EXTRACT TO READ:
TMC is an independent, primarily volunteer organization that relies on ad revenue to cover its operating costs. Please consider whitelisting TMC on your ad blocker or making a Paypal contribution here: paypal.me/SupportTMC

Accessing the 12V feed to PEM (1.5)

Discussion in 'Roadster: Technical' started by nick, Mar 19, 2016.

  1. nick

    nick Member

    Joined:
    May 22, 2012
    Messages:
    55
    Is there an easily accessible way to probe the 12V power feed going to the PEM on a 1.5?

    My Roadster sometimes glitches on key ON requiring the 60A cabin fuse to be pulled to reset things.
    Measuring at the cabin fuse box the 12V rail is stable and clean (13.6V, ~100mVp-p) under steady load.

    When the key is turned to the ON position there is a very short-duration sag of about 4.5V followed by an overshoot of about 3.5V. The APS starts to recover the sag in under 80ns and crosses the 13.6V line in under 200ns (sag is very very short).

    Pulling each cabin fuse (one out at a time), including pulling the 60A fuse doesn't prevent the sag, suggesting it isn't caused by something in the cabin. Interestingly pulling the 60A fuse created a delay between the key ON and the CLICK from the PEM - the sag shows on the CLICK, not on the key ON.

    If I can measure the sag close to the PEM that should definitively confirm it is the PEM turning on that is causing the transient load. If I need to add capacitance it would be best added before but close to the transient load.

    TLDR: is there an easily accessible way to probe the 12V power feed going to the PEM on a 1.5?

    Nick
     
  2. nick

    nick Member

    Joined:
    May 22, 2012
    Messages:
    55
    Oh, it just clicked... the CLICK will be the electronic park brake.

    New question... is there an easy way to unplug the electronic parking brake or disable by pulling a fuse? I don't need it to mechanically disengage, just electrically.

    Nick
     
  3. dhrivnak

    dhrivnak Active Member

    Joined:
    Jan 8, 2011
    Messages:
    2,150
    Location:
    NE Tennessee
    I do not think there is an electronic parking brake as it is manual. But there is a mechanical pawl that engages in the transmission that locks it like park on a normal transmission. You should be able to test by engaging/disengaging tow mode with the VDS
     
  4. wiztecy

    wiztecy Active Member

    Joined:
    Apr 29, 2012
    Messages:
    2,714
    Location:
    Santa Cruz, California, United States
    The CLICK you're hearing is most likely the high voltage contactor (located in the ESS box, believe driver's side) engaging from its disengaged state. Same contactor can be heard when you charge.
     
  5. nick

    nick Member

    Joined:
    May 22, 2012
    Messages:
    55
    Tow mode was a great idea. Result - it isn't causing the sag (and isn't the same click sound).

TASKS TO CARRY OUT:
(a) Could you repeat the Roadster forum thread word for word, starting at "Measuring at the" and ending at "to the transient load."?
(b) Answer these from the Roadster forum thread:
(i) What voltage did nick measure on the 12V rail at the cabin fuse box under steady load?
(ii) What did dhrivnak suggest using to test by engaging and disengaging tow mode?
(iii) Where does wiztecy say the high voltage contactor is located?

SOURCE DATA:
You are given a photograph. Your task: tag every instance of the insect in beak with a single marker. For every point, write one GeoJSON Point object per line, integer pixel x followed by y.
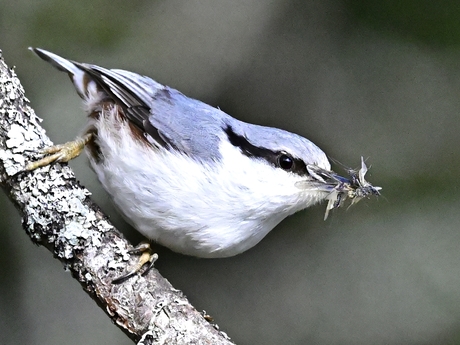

RESULTS:
(a)
Measuring at the cabin fuse box the 12V rail is stable and clean (13.6V, ~100mVp-p) under steady load.

    When the key is turned to the ON position there is a very short-duration sag of about 4.5V followed by an overshoot of about 3.5V. The APS starts to recover the sag in under 80ns and crosses the 13.6V line in under 200ns (sag is very very short).

    Pulling each cabin fuse (one out at a time), including pulling the 60A fuse doesn't prevent the sag, suggesting it isn't caused by something in the cabin. Interestingly pulling the 60A fuse created a delay between the key ON and the CLICK from the PEM - the sag shows on the CLICK, not on the key ON.

    If I can measure the sag close to the PEM that should definitively confirm it is the PEM turning on that is causing the transient load. If I need to add capacitance it would be best added before but close to the transient load.

(b)
(i) 13.6V, with about 100mVp-p.
(ii) The VDS.
(iii) In the ESS box, which wiztecy believes is on the driver's side.